* OBJECTIVES:
1. Render the records as a Markdown table with the columns Row and Line, starting with the line that contains "Could you please point to the calculator screen" and going on through the final line of the records. Number each row and leave out blank lines.
2. Write the next part of the thread about RLE encoding for Parquet boolean columns.

I have verified the code here: https://issues.apache.org/jira/browse/PARQUET-2222?focusedCommentId=17746755&page=com.atlassian.jira.plugin.system.issuetabpanels%3Acomment-tabpanel#comment-17746755

mapleFU · 2023-10-09T15:07:06Z

Ah, that's my fault, I think we can keep same as arrow-rs, since it's able to read this kind of data.

🤔It's also interesting that when dictionary is enabled, Boolean will also write RLE

mapleFU · 2023-10-09T15:12:49Z

#38070 I've added 'RLE' here, also mentioned that use_dictionary doesn't work for boolean type.

jorisvandenbossche · 2023-10-09T15:17:42Z

I think we can keep same as arrow-rs

My understanding from previous comments in this (or related) threads was that arrow-rs actually let's it depend (by default) on the datapage v1 vs v2, and so doesn't generally write RLE for v1 datapages (unless you ask for it).

* RECORDS TO PROCESS:
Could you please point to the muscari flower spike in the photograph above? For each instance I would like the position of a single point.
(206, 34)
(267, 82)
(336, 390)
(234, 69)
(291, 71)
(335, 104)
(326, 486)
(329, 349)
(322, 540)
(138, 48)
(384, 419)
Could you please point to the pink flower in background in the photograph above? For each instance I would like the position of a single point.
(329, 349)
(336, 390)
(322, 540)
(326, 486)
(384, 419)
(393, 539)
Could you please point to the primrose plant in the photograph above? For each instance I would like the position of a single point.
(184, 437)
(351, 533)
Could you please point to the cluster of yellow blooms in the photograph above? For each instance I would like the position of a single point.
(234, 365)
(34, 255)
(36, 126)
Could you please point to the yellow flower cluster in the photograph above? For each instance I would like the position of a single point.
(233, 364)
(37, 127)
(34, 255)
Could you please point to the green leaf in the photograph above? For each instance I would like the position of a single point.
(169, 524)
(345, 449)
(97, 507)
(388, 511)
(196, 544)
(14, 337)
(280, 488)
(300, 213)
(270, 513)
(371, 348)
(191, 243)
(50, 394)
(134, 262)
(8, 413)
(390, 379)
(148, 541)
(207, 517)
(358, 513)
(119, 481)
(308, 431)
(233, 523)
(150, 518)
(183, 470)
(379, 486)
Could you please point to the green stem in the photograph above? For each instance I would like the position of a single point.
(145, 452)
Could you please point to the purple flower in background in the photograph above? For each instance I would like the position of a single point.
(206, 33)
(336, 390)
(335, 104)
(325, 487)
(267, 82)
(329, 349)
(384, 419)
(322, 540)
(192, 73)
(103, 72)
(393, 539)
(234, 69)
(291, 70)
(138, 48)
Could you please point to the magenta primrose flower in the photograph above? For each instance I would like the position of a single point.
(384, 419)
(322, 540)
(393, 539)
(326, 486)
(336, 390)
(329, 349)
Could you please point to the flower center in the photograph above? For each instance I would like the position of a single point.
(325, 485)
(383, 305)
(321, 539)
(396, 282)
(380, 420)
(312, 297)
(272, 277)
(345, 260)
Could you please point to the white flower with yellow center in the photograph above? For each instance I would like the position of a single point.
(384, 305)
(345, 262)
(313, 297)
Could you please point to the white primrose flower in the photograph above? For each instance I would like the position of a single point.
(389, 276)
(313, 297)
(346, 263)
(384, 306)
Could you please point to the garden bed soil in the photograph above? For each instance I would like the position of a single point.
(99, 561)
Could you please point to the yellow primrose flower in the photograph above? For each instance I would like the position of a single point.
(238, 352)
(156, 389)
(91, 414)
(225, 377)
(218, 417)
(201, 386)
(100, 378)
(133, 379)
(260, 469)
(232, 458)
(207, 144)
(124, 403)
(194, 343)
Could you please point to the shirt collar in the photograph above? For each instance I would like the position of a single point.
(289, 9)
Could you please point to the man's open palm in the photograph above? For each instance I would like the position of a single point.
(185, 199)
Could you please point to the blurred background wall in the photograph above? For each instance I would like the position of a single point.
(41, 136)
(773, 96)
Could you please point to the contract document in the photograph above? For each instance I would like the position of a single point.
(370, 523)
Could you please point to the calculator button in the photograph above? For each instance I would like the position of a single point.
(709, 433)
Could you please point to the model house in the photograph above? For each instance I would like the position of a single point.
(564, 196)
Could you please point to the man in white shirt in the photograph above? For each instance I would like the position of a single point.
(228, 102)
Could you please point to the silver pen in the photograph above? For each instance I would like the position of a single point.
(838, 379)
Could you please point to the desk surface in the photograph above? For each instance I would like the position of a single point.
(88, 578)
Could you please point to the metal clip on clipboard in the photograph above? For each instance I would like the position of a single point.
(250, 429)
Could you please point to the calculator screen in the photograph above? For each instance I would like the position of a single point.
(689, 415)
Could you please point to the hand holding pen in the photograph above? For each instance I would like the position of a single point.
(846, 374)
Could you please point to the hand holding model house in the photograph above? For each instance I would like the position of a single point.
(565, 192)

* WRITTEN ANSWERS:
1.
| Row | Line |
|---|---|
| 1 | Could you please point to the calculator screen in the photograph above? For each instance I would like the position of a single point. |
| 2 | (689, 415) |
| 3 | Could you please point to the hand holding pen in the photograph above? For each instance I would like the position of a single point. |
| 4 | (846, 374) |
| 5 | Could you please point to the hand holding model house in the photograph above? For each instance I would like the position of a single point. |
| 6 | (565, 192) |

2.
So that's not the same behaviour as what we did here (and I don't know if that's good or bad, just pointing out so that we are clear)

mapleFU · 2023-10-09T15:21:35Z

@wgtmac should we also check DATA_PAGE version before when release 14.0.0? I think RLE boolean is great, but write it on DataPageV1 might raise some problem.

As you mentioned here: #36955 (comment) . arrow-rs only support WriterVersion, but it doesn't prevent from writing decimal or page index, it just control the fallback_encoding and DataPage version. It might uses RLE on DataPageV1, but it doesn't set it by default.

Personally I'm open to set the arbitary encoder if possible, since writer it's able to write page like that. But I think we can just also check the PageVersion rather than only check the Format Version?

wgtmac · 2023-10-09T15:23:33Z

I am open to any option. If data page version is preferred, we can solely depend on it. Or should we revert this commit first if there is no consensus yet to unblock the release?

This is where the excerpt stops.